Task objective: In the text on stop orders, when does an Entry stop order trigger?

BEGIN Extract to read

Any order that is received by the engine can have a stop flag set along with a stop price. These flags control when the order will be added in the orderbook with the type set at creation: Market or Limit.
The StopPrice
is required for any Stop order.
There are three types of Stop orders:
- None: which means that the order is not a stop order and the it should be processed imediatelly
- Loss: which means that the order triggers when the last trade price changes to a value at or below the
StopPrice
- Entry: which means that the order triggers when the last trade price changes to a value at or above the
StopPrice
Stop orders will only be activated by the next trade. When it's added no checks will be done based on the previous last trade price.
The processing flow for stop orders is as follows:
- When an order that has the stop flag and price set the order is added to an ordered list based on the flag.
- When a new batch of trades is generated the system will check if the last price can activate any stop order.
- If it can then the found orders are removed from the pending list.
- Every stop order activated is added in the system as limit/market order in the correct side of the market.
- For every activated order an event with order activated is generated by the engine.

END Extract to read
BEGIN Source data

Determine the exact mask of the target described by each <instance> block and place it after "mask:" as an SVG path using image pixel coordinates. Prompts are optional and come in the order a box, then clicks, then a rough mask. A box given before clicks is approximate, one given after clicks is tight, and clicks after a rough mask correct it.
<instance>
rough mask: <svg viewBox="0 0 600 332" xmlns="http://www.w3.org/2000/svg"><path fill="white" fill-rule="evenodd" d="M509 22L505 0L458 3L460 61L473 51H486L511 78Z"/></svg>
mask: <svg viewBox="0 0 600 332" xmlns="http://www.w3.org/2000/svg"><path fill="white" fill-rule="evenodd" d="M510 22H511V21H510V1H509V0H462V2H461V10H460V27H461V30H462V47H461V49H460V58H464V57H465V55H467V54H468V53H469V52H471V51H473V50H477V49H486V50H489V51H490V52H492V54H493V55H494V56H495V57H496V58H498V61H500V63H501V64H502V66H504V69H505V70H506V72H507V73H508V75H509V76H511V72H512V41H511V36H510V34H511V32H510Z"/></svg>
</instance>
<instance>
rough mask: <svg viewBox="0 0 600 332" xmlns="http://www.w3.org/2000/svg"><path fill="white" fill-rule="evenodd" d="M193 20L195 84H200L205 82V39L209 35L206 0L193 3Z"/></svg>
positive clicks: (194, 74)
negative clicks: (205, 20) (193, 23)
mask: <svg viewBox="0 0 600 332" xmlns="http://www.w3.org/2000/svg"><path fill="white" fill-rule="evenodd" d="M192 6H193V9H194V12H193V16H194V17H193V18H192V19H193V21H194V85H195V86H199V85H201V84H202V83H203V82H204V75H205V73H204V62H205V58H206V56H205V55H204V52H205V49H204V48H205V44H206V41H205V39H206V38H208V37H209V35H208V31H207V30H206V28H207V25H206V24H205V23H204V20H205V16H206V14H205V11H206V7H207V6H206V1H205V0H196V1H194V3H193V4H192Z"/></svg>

END Source data

Task result: An Entry stop order triggers when the last trade price changes to a value at or above the StopPrice.